REQUEST 1 | Copy the GeoDia passage from "I first encountered" to "together (Figure 1).".
REQUEST 2 | In the passage about GeoDia, what became the basic unit of the data model?
REQUEST 3 | Carry on the passage about GeoDia's period data model from where it stops.

I first encountered this problem during the development of GeoDia, an interactive spatial timeline of ancient Mediterranean history and archaeology (Rabinowitz 2013). The original design was focused on archaeological and art-historical periodization, as a way to explain visually to students how ancient remains were grouped together (Figure 1).
Figure 1. View of Athens in GeoDia: location on map, periodization on
timeline, images divided by period on right.
We began with the idea that we would have general, Getty-AAT-style periods that would then be attached to individual archaeological sites. But major problems with this approach soon began to emerge. Using a generic periodization meant, in some cases, that sites would be represented with periods that were not used to describe them in the literature. In other cases, it meant a conflict between the date-range of a period to be represented in the timeline and the history of a particular site. Pompeii is a good example: though Pompeii exists during the more general "Flavian period", that site ends abruptly in AD 79, in the middle of that period, with the eruption of Vesuvius. The idiosyncrasies of particular regions and sites therefore led us to a data-model in which the basic unit was the "site period", in most cases a local manifestation, with a site-specific date range, of a more general period concept (Figure 2).
Figure 2. The GeoDia period data model.

DATASET EXTRACT |
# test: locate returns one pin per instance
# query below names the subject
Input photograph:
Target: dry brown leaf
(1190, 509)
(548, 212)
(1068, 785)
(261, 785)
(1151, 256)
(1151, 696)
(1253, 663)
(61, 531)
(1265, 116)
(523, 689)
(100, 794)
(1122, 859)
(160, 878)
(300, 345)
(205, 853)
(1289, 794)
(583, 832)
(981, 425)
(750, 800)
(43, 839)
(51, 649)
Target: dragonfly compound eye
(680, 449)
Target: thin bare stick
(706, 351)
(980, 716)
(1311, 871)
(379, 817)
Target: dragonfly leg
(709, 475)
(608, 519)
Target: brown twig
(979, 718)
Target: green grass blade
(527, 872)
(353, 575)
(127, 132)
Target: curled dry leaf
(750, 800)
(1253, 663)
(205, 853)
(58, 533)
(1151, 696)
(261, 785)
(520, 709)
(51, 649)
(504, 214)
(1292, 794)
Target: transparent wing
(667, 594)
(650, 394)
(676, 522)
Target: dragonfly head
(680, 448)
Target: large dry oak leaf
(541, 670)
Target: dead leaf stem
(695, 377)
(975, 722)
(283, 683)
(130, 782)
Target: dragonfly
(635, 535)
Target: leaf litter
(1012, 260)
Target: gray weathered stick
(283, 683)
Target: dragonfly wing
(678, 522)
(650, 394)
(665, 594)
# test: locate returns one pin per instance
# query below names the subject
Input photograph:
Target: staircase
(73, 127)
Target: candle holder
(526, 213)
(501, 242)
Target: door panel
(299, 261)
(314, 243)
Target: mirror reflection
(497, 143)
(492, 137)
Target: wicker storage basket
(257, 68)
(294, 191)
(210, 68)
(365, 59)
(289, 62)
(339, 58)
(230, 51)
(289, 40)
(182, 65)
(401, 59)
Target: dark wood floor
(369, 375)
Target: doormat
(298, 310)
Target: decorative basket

WRITTEN RESPONSE 1 |
I first encountered this problem during the development of GeoDia, an interactive spatial timeline of ancient Mediterranean history and archaeology (Rabinowitz 2013). The original design was focused on archaeological and art-historical periodization, as a way to explain visually to students how ancient remains were grouped together (Figure 1).

WRITTEN RESPONSE 2 | The "site period", usually a local manifestation of a more general period concept with a site-specific date range.

WRITTEN RESPONSE 3 |
Because GeoDia, as a synchronized mashup of a map and a timeline, relies on places with geographic coordinates, it was relatively easy to join the Linked Ancient World Data ecosystem, at least peripherally, by attaching Pleiades URIs to its sites. But it quickly became apparent that allowing links back in was impossible, because the interface does not display "places": it displays a dynamic combination of location and "site periods" drawn from separate tables in the underlying database. We could consume URIs, but we couldn't produce them. Furthermore, while Pleiades URIs could be pulled in on a semi-automatic basis, it was impossible to connect GeoDia periods or site periods with controlled vocabularies. It was therefore impossible to take advantage of the possibilities for automated data integration offered by Linked Data approaches -- for example, the association of Flickr photos with ancient places in Pleiades through the use of URI-based machine tags. Frustration with this situation led me to join what I soon realized was a growing chorus of voices calling for the better integration of time in spatial approaches to history (Gregory 2007, Berman 2011, Janowicz 2012, Elliott 2013, Grossner 2013).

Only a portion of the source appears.